#### Required actions:
a – Translate this sentence from the motion-to-dismiss excerpt into Spanish: "For the reasons that follow, I will grant in part and deny in part Diversified’s motion."
b – Write a continuation of the motion-to-dismiss excerpt, picking up from its final line.

#### Document segment:
** Begin **
Diversified now moves to dismiss Blue Buffalo’s claims against it for failure to state a
claim upon which relief can be granted. For the reasons that follow, I will grant in part and deny
in part Diversified’s motion.
Legal Standard
In ruling on a motion to dismiss brought under Fed. R. Civ. P. 12(b)(6), I must accept as
true all factual allegations in the complaint and view them in the light most favorable to the
plaintiff. Kohl v. Casson, 5 F.3d 1141, 1148 (8th Cir. 1993). “To survive a motion to dismiss, a
complaint must contain sufficient factual matter, accepted as true, to ‘state a claim to relief that is
plausible on its face.’” Ashcroft v. Iqbal, 556 U.S. 662, 678 (2009) (citing Bell Atl. Corp. v.
** End **
(Object position labeling entries)
** Begin **
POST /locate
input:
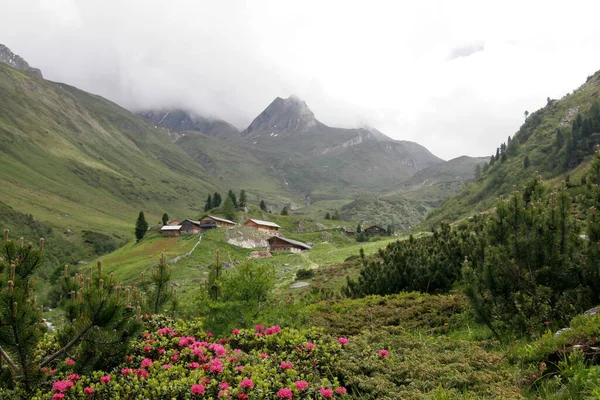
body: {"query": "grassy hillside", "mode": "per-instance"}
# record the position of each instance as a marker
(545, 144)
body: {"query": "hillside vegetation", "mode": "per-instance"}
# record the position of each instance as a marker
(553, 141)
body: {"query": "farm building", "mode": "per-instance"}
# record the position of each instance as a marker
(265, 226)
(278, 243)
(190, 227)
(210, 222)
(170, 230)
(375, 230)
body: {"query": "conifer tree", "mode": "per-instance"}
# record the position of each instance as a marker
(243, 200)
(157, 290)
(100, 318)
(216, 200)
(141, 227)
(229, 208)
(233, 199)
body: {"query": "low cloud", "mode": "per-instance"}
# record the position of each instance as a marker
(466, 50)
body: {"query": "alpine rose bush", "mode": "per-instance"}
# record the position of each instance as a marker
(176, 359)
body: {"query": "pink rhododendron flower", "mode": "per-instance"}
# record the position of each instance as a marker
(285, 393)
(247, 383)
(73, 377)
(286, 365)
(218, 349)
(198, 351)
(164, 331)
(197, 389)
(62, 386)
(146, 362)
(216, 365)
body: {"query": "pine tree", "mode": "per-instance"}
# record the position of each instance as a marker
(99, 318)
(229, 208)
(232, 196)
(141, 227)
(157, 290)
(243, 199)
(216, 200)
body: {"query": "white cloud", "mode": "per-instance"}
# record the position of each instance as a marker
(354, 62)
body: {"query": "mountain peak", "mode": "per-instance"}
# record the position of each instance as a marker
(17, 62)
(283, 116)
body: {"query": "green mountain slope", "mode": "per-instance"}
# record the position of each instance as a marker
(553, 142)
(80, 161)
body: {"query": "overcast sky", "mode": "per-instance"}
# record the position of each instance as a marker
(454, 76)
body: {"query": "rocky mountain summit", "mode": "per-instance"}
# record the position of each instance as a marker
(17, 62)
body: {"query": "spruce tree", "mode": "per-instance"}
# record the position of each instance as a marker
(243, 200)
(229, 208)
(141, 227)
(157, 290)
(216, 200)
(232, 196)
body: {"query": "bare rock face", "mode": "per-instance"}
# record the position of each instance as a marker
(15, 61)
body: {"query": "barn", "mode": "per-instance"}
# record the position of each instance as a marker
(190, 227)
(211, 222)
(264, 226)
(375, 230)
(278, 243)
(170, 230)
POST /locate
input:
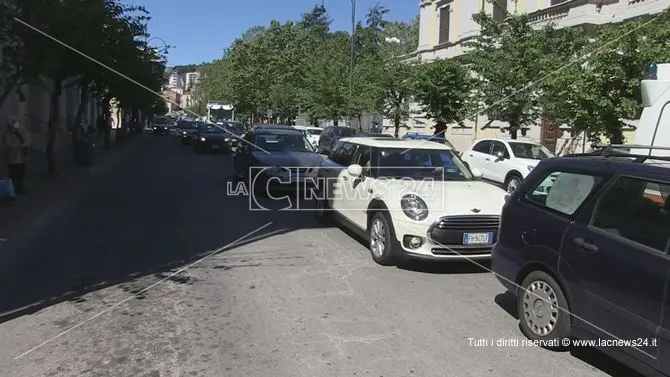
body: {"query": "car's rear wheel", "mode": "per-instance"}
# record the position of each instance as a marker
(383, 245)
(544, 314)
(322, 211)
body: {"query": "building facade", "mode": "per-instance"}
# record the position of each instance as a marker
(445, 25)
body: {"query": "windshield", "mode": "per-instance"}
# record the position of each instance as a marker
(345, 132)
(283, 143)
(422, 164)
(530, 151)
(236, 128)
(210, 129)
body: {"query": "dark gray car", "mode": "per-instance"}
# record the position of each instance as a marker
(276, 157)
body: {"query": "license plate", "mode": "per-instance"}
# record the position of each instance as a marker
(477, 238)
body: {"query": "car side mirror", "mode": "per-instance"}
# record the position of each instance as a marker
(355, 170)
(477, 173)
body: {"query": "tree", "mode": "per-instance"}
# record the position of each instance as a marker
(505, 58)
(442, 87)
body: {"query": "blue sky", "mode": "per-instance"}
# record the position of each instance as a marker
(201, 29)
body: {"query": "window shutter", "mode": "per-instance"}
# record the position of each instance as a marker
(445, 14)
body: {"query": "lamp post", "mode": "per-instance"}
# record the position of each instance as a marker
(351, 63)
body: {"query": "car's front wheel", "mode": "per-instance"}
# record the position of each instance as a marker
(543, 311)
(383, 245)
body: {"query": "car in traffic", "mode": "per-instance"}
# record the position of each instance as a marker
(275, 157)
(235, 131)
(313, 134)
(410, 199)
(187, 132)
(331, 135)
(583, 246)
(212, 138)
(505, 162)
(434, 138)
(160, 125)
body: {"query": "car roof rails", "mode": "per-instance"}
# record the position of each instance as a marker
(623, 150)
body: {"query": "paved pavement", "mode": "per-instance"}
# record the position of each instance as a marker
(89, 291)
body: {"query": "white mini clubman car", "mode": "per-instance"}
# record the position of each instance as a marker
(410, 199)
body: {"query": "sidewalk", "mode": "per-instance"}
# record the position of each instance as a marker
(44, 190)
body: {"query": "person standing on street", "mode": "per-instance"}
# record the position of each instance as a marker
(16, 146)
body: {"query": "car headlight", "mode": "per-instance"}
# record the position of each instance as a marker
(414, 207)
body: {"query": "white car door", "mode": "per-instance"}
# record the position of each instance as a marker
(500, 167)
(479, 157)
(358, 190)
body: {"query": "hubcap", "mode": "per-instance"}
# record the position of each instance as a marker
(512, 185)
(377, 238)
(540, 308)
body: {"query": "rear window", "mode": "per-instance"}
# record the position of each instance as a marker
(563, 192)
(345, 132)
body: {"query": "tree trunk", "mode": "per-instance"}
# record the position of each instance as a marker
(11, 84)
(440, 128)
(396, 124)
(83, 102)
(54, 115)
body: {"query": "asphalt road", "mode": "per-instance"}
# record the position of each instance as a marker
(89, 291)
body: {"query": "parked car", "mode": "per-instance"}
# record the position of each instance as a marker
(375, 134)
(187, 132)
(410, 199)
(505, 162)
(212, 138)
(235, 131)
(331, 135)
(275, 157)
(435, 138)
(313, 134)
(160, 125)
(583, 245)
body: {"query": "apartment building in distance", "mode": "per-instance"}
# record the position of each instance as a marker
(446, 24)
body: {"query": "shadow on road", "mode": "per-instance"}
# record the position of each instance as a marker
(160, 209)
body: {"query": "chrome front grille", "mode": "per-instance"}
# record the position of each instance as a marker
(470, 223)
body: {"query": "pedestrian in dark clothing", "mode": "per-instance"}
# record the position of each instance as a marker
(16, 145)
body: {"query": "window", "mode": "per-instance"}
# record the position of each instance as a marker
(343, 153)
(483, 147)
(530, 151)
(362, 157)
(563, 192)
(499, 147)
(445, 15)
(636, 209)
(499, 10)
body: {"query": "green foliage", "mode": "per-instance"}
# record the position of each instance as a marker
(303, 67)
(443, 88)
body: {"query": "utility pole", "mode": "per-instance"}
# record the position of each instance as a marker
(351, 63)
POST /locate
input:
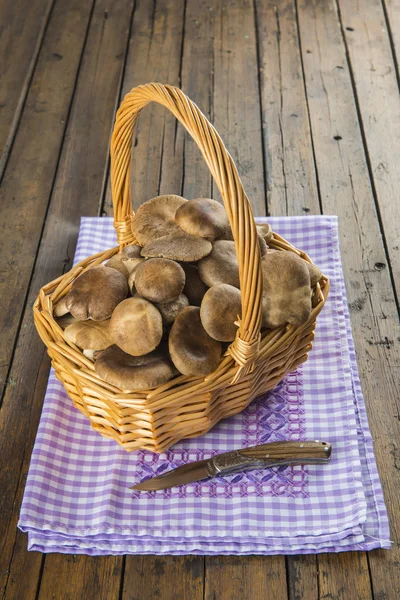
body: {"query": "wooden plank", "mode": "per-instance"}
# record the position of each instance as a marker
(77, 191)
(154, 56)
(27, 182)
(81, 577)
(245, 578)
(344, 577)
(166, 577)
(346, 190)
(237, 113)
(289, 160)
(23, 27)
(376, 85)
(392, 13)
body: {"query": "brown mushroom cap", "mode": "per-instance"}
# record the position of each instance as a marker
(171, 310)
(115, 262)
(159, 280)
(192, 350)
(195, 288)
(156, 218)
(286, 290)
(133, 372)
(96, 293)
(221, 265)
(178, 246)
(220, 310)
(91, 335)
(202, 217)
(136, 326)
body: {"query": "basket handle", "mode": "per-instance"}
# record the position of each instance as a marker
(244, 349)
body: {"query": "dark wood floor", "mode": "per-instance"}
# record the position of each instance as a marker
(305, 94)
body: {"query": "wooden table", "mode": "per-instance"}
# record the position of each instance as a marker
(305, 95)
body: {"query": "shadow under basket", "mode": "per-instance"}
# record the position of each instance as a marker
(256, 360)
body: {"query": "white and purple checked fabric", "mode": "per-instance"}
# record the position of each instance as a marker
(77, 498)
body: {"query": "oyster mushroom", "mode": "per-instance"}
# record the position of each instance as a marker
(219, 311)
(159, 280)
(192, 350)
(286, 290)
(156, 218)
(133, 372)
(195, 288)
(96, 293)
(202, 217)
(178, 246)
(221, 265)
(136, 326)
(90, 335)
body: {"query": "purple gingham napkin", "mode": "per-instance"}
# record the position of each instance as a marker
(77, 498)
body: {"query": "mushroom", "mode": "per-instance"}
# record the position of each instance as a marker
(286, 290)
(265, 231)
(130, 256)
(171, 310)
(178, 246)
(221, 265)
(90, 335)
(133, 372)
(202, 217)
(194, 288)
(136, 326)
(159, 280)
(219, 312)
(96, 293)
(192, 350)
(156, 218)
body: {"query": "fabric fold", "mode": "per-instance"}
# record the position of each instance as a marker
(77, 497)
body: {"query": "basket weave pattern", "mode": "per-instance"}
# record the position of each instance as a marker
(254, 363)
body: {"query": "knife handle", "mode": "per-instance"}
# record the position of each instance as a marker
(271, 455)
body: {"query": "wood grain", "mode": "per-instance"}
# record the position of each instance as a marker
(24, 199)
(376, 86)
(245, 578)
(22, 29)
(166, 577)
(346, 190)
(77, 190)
** End **
** Begin **
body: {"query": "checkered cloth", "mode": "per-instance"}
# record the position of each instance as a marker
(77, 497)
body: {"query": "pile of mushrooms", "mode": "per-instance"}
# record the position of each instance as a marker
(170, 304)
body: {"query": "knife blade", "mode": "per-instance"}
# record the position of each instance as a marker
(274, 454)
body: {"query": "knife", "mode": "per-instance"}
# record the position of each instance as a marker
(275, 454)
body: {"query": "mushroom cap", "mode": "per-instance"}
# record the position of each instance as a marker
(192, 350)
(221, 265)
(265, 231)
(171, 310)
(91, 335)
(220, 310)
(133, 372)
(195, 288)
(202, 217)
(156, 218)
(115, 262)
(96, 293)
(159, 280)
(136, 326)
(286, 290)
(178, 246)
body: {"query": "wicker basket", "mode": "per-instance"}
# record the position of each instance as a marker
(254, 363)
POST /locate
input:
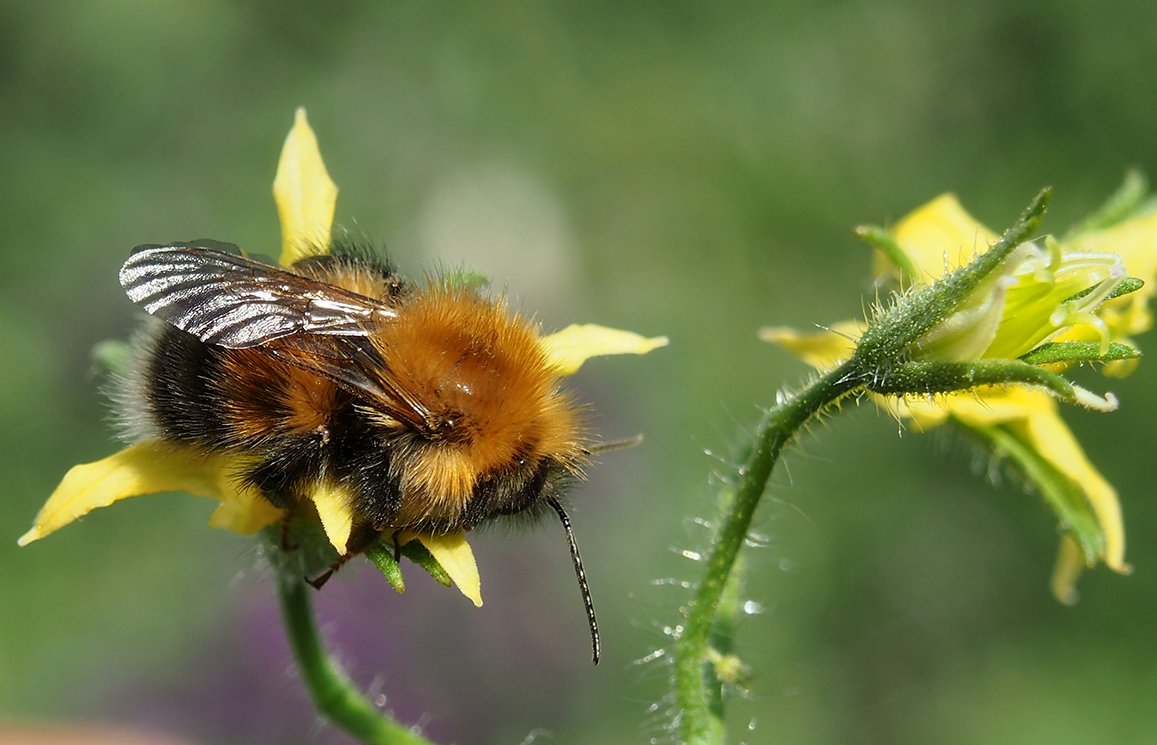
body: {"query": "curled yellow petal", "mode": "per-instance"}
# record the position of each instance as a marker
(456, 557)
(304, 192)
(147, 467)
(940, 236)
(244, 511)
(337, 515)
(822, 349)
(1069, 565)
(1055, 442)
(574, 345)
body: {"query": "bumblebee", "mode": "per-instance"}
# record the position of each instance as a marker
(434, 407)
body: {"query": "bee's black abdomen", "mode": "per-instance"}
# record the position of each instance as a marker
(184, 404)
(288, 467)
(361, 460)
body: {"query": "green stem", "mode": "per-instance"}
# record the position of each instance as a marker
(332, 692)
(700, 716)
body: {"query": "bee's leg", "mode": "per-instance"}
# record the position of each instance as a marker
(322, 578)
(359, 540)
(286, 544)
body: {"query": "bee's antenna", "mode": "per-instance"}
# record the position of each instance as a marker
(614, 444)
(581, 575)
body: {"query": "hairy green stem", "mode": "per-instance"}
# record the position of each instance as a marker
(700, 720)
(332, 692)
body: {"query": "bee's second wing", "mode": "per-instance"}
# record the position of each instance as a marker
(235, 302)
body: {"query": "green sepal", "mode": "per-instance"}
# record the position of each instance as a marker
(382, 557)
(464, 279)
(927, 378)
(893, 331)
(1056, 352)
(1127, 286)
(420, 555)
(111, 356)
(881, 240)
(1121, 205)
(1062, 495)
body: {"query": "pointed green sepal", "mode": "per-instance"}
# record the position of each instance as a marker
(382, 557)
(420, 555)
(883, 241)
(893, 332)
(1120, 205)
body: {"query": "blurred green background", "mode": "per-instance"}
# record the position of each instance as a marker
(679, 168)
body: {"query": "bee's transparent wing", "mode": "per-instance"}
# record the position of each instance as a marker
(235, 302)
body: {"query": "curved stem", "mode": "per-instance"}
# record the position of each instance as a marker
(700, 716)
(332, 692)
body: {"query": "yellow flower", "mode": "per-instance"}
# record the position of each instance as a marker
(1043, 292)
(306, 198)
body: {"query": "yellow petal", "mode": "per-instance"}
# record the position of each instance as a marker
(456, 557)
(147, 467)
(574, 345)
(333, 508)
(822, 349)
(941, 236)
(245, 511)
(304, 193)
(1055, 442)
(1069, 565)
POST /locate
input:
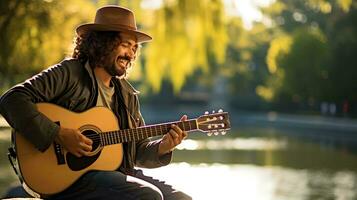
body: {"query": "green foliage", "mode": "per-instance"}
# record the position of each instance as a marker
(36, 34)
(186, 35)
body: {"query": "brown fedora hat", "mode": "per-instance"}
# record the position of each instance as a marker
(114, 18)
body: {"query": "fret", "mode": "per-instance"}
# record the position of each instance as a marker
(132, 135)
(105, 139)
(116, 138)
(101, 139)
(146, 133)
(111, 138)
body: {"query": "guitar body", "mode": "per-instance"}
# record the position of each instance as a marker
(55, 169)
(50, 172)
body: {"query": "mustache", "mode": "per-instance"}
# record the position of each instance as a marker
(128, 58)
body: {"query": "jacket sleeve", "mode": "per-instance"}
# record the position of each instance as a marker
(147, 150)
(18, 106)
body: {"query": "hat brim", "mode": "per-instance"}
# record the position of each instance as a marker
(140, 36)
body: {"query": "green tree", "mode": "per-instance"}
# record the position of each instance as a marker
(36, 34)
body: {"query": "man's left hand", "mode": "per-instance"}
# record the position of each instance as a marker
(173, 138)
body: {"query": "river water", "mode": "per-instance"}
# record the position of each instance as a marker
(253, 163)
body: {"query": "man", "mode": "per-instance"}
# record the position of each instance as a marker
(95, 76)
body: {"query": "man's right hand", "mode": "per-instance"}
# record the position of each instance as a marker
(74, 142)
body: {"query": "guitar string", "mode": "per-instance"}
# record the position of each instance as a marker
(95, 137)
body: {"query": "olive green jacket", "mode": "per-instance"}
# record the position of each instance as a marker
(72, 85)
** End **
#### Responses by task:
a – Por las razones que siguen, concederé en parte y denegaré en parte la moción de Diversified.

b –
Twombly, 550 U.S. 544, 570 (2007)). “A claim has facial plausibility when the plaintiff pleads
factual content that allows the court to draw the reasonable inference that the defendant is liable
for the misconduct alleged.” Iqbal, 556 U.S. at 678. While a court must accept factual
allegations as true, it is “not bound to accept as true a legal conclusion couched as a factual
allegation.” Carton v. Gen. Motor Acceptance Corp., 611 F.3d 451, 454 (8th Cir. 2010) (internal
citations omitted). “Threadbare recitals of the elements of a cause of action, supported by mere
conclusory statements, do not suffice.” Iqbal, 556 U.S. at 678 (internal citations omitted).
Discussion
Diversified argues that I should dismiss Blue Buffalo’s third-party claims against it
because a) Blue Buffalo cannot seek indemnity or contribution for any Lanham Act liability as a
matter of law, and b) Blue Buffalo’s remaining claims are improperly joined under Fed. R. Civ.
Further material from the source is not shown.